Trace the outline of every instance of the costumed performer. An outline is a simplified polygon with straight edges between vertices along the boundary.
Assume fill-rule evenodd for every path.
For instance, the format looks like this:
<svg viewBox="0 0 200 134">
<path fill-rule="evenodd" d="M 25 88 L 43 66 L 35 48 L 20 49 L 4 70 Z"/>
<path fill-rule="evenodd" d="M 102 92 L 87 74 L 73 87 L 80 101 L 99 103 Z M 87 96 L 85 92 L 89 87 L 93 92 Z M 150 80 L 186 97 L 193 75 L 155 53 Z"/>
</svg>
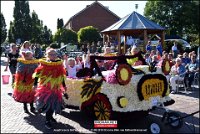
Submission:
<svg viewBox="0 0 200 134">
<path fill-rule="evenodd" d="M 33 59 L 31 51 L 26 51 L 17 61 L 13 98 L 24 104 L 25 113 L 29 113 L 27 103 L 30 103 L 30 111 L 35 113 L 33 106 L 35 90 L 32 89 L 34 84 L 32 74 L 38 66 L 38 60 Z"/>
<path fill-rule="evenodd" d="M 56 123 L 53 113 L 61 113 L 62 93 L 66 90 L 66 70 L 63 61 L 57 58 L 55 49 L 48 49 L 46 59 L 40 59 L 40 65 L 35 70 L 34 88 L 36 88 L 36 109 L 46 113 L 45 127 L 52 129 L 51 123 Z M 38 82 L 38 86 L 37 86 Z"/>
</svg>

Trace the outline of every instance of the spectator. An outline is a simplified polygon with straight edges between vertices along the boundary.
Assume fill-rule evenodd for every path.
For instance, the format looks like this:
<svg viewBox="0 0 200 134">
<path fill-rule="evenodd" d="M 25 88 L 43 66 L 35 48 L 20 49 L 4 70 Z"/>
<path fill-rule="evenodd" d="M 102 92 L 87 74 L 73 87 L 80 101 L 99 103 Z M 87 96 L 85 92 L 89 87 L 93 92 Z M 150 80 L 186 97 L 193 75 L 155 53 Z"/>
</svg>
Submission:
<svg viewBox="0 0 200 134">
<path fill-rule="evenodd" d="M 26 52 L 26 51 L 31 51 L 30 48 L 30 42 L 29 41 L 24 41 L 24 43 L 22 44 L 22 47 L 19 51 L 19 55 L 22 57 L 22 55 Z"/>
<path fill-rule="evenodd" d="M 158 45 L 156 46 L 156 50 L 160 52 L 160 55 L 162 56 L 162 44 L 161 44 L 161 40 L 159 40 Z"/>
<path fill-rule="evenodd" d="M 152 58 L 154 55 L 156 55 L 156 51 L 155 50 L 151 50 L 150 58 Z"/>
<path fill-rule="evenodd" d="M 148 44 L 146 45 L 146 52 L 151 52 L 151 41 L 148 41 Z"/>
<path fill-rule="evenodd" d="M 174 41 L 174 45 L 172 46 L 172 52 L 173 52 L 173 58 L 177 58 L 178 48 L 175 41 Z"/>
<path fill-rule="evenodd" d="M 150 62 L 150 66 L 157 66 L 158 65 L 158 58 L 157 58 L 157 55 L 154 55 L 151 59 L 151 62 Z"/>
<path fill-rule="evenodd" d="M 74 58 L 67 58 L 64 67 L 67 68 L 68 77 L 75 78 L 76 73 L 82 68 L 82 64 L 78 61 L 78 64 L 76 65 L 76 60 Z"/>
<path fill-rule="evenodd" d="M 151 62 L 150 54 L 146 53 L 144 55 L 144 59 L 145 59 L 145 61 L 146 61 L 147 64 L 150 64 L 150 62 Z"/>
<path fill-rule="evenodd" d="M 172 94 L 177 92 L 176 89 L 176 81 L 178 79 L 183 79 L 183 74 L 185 74 L 185 67 L 181 64 L 181 59 L 180 58 L 176 58 L 176 64 L 172 66 L 171 68 L 171 78 L 170 78 L 170 84 L 172 87 Z"/>
<path fill-rule="evenodd" d="M 170 61 L 171 64 L 173 64 L 173 65 L 175 64 L 175 62 L 173 60 L 173 54 L 172 53 L 168 54 L 168 60 Z"/>
<path fill-rule="evenodd" d="M 191 62 L 189 63 L 187 68 L 187 73 L 185 77 L 188 77 L 188 83 L 186 82 L 185 79 L 185 84 L 187 88 L 191 88 L 192 81 L 194 80 L 194 74 L 199 72 L 199 62 L 196 60 L 196 55 L 193 55 L 191 57 Z"/>
<path fill-rule="evenodd" d="M 41 48 L 40 44 L 37 44 L 35 47 L 35 58 L 36 59 L 42 58 L 42 48 Z"/>
<path fill-rule="evenodd" d="M 132 47 L 131 55 L 136 55 L 139 53 L 139 49 L 137 47 Z M 144 61 L 145 62 L 145 61 Z M 143 64 L 143 61 L 139 60 L 138 57 L 127 59 L 127 63 L 131 66 L 139 66 Z"/>
<path fill-rule="evenodd" d="M 157 60 L 160 61 L 162 57 L 159 51 L 156 51 L 156 56 L 157 56 Z"/>
<path fill-rule="evenodd" d="M 182 63 L 183 63 L 183 65 L 188 65 L 189 63 L 190 63 L 190 58 L 189 58 L 189 56 L 188 56 L 188 53 L 187 52 L 185 52 L 185 53 L 183 53 L 183 58 L 182 58 Z"/>
<path fill-rule="evenodd" d="M 17 68 L 17 58 L 19 57 L 19 53 L 17 52 L 17 47 L 15 43 L 11 43 L 11 51 L 8 54 L 8 62 L 5 68 L 5 71 L 9 70 L 12 74 L 12 86 L 15 81 L 15 73 L 16 73 L 16 68 Z"/>
</svg>

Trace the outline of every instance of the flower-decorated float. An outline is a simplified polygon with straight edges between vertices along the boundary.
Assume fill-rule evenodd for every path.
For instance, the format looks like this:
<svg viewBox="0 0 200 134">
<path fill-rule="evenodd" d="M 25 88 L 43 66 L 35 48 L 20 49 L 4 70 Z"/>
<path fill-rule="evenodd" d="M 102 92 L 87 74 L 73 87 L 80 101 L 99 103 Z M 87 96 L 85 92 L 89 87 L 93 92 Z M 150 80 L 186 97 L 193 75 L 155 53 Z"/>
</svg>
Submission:
<svg viewBox="0 0 200 134">
<path fill-rule="evenodd" d="M 89 77 L 66 79 L 68 97 L 64 98 L 65 104 L 86 111 L 97 120 L 110 120 L 116 114 L 146 115 L 158 103 L 165 106 L 173 104 L 162 68 L 148 65 L 132 67 L 127 64 L 127 59 L 131 58 L 141 58 L 141 54 L 91 56 Z M 101 71 L 97 59 L 115 60 L 116 64 L 112 70 Z"/>
</svg>

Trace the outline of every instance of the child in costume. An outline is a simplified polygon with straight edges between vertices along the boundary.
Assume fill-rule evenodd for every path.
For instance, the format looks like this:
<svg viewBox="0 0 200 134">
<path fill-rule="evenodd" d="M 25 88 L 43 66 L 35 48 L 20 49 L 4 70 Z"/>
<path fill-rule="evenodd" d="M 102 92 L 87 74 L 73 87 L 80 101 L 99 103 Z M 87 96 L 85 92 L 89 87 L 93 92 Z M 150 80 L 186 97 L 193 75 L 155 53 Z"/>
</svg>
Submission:
<svg viewBox="0 0 200 134">
<path fill-rule="evenodd" d="M 34 84 L 32 74 L 38 66 L 38 61 L 33 59 L 31 51 L 26 51 L 22 58 L 18 58 L 17 61 L 13 98 L 15 101 L 24 104 L 25 113 L 29 112 L 27 103 L 30 103 L 31 112 L 35 113 L 35 108 L 33 107 L 35 91 L 32 89 Z"/>
<path fill-rule="evenodd" d="M 52 48 L 46 52 L 46 59 L 40 59 L 40 65 L 35 70 L 34 88 L 36 88 L 36 109 L 46 113 L 45 127 L 52 129 L 51 122 L 56 123 L 53 113 L 60 113 L 62 107 L 62 93 L 66 90 L 66 70 L 63 61 L 57 58 Z M 37 86 L 37 82 L 39 82 Z M 37 86 L 37 87 L 36 87 Z"/>
</svg>

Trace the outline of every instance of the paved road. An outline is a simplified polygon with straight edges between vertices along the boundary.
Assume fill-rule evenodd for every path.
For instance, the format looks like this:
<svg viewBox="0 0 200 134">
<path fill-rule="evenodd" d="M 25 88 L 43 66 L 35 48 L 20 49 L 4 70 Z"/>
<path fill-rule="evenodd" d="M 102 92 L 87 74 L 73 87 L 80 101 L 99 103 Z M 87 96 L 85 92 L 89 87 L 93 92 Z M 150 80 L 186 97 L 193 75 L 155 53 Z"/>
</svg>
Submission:
<svg viewBox="0 0 200 134">
<path fill-rule="evenodd" d="M 5 68 L 5 58 L 1 58 L 1 74 Z M 10 79 L 11 81 L 11 79 Z M 93 130 L 93 120 L 83 115 L 79 110 L 64 109 L 61 115 L 54 115 L 58 121 L 54 124 L 54 130 L 44 128 L 44 114 L 26 114 L 23 112 L 23 105 L 13 100 L 8 93 L 12 92 L 11 85 L 1 83 L 1 133 L 101 133 L 105 130 Z M 168 106 L 170 110 L 176 111 L 185 116 L 199 110 L 199 88 L 191 91 L 190 94 L 170 95 L 176 103 Z M 149 116 L 142 119 L 122 119 L 118 122 L 118 129 L 109 129 L 107 133 L 113 131 L 148 132 L 149 125 L 156 122 L 160 125 L 163 133 L 199 133 L 199 113 L 184 119 L 184 124 L 180 129 L 172 129 L 161 122 L 164 110 L 155 110 Z M 120 118 L 120 115 L 119 115 Z"/>
</svg>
------------------------------
▸ WORK TO BE COMPLETED
Reproduce the entries verbatim, starting with the line that contains "Trace the outline of every instance of the paved" and going on through the final line of the entries, with both ends included.

▸ THE OUTPUT
Trace the outline of every instance of the paved road. An outline is a simplified polygon with straight edges between vertices along the boundary.
Assume fill-rule evenodd for every path.
For instance, the format looks like this:
<svg viewBox="0 0 200 134">
<path fill-rule="evenodd" d="M 25 88 L 43 66 L 35 48 L 20 49 L 4 70 Z"/>
<path fill-rule="evenodd" d="M 102 92 L 87 74 L 73 87 L 80 101 L 99 103 Z M 87 96 L 85 92 L 89 87 L 93 92 Z M 150 80 L 186 97 L 193 75 L 155 53 Z"/>
</svg>
Submission:
<svg viewBox="0 0 200 134">
<path fill-rule="evenodd" d="M 5 68 L 5 58 L 1 58 L 1 74 Z M 10 79 L 11 81 L 11 79 Z M 93 130 L 93 120 L 83 115 L 79 110 L 64 109 L 61 115 L 54 115 L 58 121 L 54 124 L 54 130 L 44 128 L 44 114 L 26 114 L 23 112 L 23 105 L 13 100 L 8 93 L 12 92 L 11 85 L 1 83 L 1 133 L 101 133 L 105 130 Z M 168 106 L 170 110 L 176 111 L 185 116 L 199 110 L 199 88 L 191 91 L 190 94 L 170 95 L 176 103 Z M 149 116 L 142 119 L 122 119 L 118 122 L 118 129 L 109 129 L 107 133 L 113 131 L 148 132 L 149 125 L 156 122 L 160 125 L 163 133 L 199 133 L 199 113 L 184 119 L 184 124 L 180 129 L 172 129 L 161 122 L 164 110 L 155 110 Z M 120 118 L 120 115 L 119 115 Z"/>
</svg>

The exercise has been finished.